**Text passage**
>>>>>

Why Small Practices Are Most at Risk
Large health systems have dedicated compliance departments, CISO-level leadership, and IT budgets in the millions. Small practices typically have none of these. The practice manager is often the de facto compliance officer, the IT person, and the front desk scheduler.
This is exactly the gap that cybercriminals exploit. Small practices are targeted precisely because they tend to have weaker security controls, less monitoring, and slower incident response. The new rule is designed to raise the floor for everyone, but the lift required is proportionally heavier for smaller organizations.
The good news is that small practices also tend to have simpler environments. Fewer systems, fewer users, and fewer vendors mean the scope of the compliance effort is smaller, even if the relative burden is larger. With the right approach and tools, getting compliant is entirely achievable.
The Role of Technology in Managing Compliance
Trying to manage all of this with spreadsheets, Word documents, and a filing cabinet is a recipe for failure. The new rule's emphasis on documentation, continuous monitoring, and regular review practically requires a systematic approach.
Compliance management platforms designed for small healthcare practices can significantly reduce the time and cost of meeting the new requirements. The right tool should help you conduct and maintain your risk analysis, generate practice-specific policies, track staff training, manage your asset inventory, and monitor your compliance posture over time.

<<<<<

**Parts of the exercise**
- a) For each statement, say yes or no to whether it agrees with the passage on small-practice compliance, and quote the exact words of the passage that decide it. (i) Small practices usually have dedicated compliance departments. (ii) Small practices tend to have simpler environments than large health systems. (iii) The new rule is meant to raise the floor only for small practices.
- b) According to the passage on small-practice compliance, who often serves as the de facto compliance officer in a small practice?
- c) From the passage on small-practice compliance, list every task that the right compliance tool should help with.
Use only the passage on small-practice compliance to complete the work here.

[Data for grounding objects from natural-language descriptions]
>>>>>

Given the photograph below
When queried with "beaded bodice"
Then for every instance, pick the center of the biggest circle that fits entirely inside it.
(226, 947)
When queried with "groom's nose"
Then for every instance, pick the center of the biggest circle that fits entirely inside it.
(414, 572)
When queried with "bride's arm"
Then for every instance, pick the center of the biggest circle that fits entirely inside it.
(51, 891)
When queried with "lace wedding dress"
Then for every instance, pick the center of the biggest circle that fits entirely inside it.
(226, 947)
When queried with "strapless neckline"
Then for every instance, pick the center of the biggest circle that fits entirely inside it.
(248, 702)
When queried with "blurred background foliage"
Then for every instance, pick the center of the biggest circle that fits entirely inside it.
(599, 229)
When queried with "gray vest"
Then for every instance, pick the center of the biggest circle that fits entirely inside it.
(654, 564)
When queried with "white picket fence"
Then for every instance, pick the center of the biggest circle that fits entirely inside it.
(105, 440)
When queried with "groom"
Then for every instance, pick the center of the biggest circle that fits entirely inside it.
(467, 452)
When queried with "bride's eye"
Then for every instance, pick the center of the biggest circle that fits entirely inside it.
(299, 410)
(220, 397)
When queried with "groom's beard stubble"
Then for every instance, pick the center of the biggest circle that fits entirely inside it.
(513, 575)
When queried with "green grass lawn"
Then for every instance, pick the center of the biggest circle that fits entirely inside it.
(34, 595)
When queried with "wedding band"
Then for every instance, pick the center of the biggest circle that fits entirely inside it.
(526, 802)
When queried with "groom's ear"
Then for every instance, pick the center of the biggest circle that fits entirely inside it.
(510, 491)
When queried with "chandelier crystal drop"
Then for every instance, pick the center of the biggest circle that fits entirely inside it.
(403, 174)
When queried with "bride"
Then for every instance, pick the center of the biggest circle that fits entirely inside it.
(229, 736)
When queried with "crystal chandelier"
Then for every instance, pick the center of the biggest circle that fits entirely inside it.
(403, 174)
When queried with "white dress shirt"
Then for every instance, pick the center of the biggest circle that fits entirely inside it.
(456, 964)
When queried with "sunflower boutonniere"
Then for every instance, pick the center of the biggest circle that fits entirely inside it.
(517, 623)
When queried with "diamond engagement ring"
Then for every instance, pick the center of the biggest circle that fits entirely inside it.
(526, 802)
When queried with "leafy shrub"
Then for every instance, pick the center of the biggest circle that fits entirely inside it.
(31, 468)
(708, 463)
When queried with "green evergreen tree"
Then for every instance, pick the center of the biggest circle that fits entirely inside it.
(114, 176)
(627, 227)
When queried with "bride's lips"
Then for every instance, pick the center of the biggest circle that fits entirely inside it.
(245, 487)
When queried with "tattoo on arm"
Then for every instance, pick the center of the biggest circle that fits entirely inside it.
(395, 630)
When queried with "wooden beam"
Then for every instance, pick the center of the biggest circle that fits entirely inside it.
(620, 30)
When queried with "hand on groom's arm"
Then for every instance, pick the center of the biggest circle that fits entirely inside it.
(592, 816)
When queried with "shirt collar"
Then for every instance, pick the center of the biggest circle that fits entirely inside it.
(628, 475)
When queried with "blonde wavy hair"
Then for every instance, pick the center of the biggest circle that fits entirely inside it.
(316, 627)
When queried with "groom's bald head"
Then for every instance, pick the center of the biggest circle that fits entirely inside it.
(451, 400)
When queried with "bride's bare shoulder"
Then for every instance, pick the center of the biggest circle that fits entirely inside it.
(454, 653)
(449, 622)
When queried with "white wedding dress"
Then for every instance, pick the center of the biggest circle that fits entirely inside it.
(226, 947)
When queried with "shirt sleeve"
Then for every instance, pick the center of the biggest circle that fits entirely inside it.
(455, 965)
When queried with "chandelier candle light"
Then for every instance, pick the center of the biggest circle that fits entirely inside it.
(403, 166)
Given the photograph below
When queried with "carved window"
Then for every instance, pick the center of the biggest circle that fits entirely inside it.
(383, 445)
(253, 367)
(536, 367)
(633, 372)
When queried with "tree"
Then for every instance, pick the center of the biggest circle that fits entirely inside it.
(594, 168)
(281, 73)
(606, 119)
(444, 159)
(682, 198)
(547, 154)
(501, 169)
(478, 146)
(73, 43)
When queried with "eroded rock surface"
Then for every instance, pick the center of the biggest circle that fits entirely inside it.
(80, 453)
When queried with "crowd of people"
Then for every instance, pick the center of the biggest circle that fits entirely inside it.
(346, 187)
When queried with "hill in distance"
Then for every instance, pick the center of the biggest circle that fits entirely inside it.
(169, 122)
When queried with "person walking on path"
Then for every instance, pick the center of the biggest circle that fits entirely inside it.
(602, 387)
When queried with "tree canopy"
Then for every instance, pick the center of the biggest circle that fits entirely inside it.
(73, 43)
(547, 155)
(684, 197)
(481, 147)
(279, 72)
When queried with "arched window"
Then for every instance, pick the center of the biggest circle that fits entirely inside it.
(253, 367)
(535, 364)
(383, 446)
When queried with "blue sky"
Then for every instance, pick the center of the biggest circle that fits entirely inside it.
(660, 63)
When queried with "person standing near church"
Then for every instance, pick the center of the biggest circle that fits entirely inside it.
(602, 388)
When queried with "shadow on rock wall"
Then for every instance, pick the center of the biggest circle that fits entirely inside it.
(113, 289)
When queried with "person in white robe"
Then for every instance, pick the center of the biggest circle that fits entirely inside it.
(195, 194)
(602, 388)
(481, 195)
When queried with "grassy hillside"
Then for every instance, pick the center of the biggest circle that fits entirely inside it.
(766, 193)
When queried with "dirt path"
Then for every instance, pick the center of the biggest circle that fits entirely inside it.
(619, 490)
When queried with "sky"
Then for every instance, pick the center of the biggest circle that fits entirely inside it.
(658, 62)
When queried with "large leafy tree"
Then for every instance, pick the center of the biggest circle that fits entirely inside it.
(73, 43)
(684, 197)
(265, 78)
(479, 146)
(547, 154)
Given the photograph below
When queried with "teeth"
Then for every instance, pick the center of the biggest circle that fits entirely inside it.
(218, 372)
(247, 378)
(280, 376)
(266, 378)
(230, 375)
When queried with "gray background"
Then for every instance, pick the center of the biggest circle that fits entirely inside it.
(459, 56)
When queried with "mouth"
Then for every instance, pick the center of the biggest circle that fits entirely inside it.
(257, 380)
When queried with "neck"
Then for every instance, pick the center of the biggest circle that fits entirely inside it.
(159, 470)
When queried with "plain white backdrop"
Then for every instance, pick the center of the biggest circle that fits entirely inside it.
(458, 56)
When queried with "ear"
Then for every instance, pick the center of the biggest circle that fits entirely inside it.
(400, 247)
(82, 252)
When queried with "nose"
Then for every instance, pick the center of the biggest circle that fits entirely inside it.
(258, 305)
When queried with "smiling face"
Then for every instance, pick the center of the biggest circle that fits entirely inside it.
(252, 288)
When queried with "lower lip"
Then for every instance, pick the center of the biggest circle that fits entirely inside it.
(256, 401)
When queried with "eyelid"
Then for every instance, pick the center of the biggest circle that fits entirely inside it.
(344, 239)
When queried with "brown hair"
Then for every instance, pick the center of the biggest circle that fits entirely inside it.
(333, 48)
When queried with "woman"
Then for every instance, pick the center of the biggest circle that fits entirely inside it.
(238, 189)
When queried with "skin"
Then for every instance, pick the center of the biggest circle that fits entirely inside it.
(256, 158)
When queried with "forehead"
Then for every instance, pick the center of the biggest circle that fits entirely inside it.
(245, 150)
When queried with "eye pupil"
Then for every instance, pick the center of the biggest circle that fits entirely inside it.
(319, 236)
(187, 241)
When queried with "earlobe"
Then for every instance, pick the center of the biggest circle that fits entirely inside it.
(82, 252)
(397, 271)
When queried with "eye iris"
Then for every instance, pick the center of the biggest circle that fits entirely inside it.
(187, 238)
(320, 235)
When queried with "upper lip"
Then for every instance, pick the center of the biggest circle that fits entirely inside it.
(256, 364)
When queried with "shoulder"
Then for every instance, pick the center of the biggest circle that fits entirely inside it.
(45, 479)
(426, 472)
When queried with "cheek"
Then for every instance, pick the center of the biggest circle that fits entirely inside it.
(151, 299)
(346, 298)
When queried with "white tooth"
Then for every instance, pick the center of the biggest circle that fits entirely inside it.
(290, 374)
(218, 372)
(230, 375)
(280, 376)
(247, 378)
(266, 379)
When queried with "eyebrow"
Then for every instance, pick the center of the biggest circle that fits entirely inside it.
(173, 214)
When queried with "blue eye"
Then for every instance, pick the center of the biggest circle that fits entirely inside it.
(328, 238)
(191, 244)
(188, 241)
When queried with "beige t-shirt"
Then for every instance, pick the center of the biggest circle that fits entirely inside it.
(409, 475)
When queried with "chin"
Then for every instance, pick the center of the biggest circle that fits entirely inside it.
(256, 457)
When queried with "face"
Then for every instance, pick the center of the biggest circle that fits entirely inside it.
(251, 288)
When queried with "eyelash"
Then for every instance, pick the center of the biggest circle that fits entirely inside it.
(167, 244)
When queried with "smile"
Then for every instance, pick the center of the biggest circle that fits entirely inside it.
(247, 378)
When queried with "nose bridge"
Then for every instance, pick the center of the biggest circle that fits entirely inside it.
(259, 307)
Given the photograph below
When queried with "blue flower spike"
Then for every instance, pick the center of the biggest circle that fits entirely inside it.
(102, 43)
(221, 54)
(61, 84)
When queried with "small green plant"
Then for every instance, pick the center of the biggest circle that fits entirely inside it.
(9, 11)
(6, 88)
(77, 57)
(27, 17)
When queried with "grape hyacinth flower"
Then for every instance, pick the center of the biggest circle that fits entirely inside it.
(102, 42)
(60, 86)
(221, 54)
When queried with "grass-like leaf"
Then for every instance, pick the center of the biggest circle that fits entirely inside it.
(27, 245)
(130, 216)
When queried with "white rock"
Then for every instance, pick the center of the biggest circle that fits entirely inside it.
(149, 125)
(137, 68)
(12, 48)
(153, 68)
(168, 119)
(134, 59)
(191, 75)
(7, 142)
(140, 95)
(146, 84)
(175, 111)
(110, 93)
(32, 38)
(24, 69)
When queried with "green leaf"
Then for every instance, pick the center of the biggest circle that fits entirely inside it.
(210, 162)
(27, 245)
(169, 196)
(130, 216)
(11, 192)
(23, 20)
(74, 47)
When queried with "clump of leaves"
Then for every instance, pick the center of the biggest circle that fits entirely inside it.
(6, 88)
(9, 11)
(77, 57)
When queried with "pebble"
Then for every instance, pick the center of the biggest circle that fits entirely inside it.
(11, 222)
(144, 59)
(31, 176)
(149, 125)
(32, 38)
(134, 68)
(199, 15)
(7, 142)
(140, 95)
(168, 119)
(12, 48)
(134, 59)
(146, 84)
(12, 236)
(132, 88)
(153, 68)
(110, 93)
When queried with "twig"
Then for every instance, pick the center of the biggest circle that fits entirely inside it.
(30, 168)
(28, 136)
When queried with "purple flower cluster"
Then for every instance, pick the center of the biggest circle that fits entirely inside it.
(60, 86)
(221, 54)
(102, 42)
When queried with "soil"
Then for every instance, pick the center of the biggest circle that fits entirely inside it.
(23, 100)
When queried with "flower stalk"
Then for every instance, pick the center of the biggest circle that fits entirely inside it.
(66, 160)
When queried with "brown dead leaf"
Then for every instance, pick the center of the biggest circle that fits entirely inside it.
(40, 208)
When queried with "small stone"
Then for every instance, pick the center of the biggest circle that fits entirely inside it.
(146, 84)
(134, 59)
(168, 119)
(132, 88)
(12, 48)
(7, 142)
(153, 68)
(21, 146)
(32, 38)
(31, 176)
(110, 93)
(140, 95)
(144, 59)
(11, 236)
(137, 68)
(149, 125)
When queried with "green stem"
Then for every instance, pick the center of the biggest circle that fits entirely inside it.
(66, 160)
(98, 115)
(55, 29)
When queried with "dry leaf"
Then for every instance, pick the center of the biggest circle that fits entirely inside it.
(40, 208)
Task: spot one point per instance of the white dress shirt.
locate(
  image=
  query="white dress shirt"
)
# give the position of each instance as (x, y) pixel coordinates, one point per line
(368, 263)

<<<<<

**Answers to the tasks**
- a)
(i) No: "Small practices typically have none of these."
(ii) Yes: "small practices also tend to have simpler environments."
(iii) No: "The new rule is designed to raise the floor for everyone."

- b) The practice manager.

- c)
- Conduct and maintain your risk analysis
- Generate practice-specific policies
- Track staff training
- Manage your asset inventory
- Monitor your compliance posture over time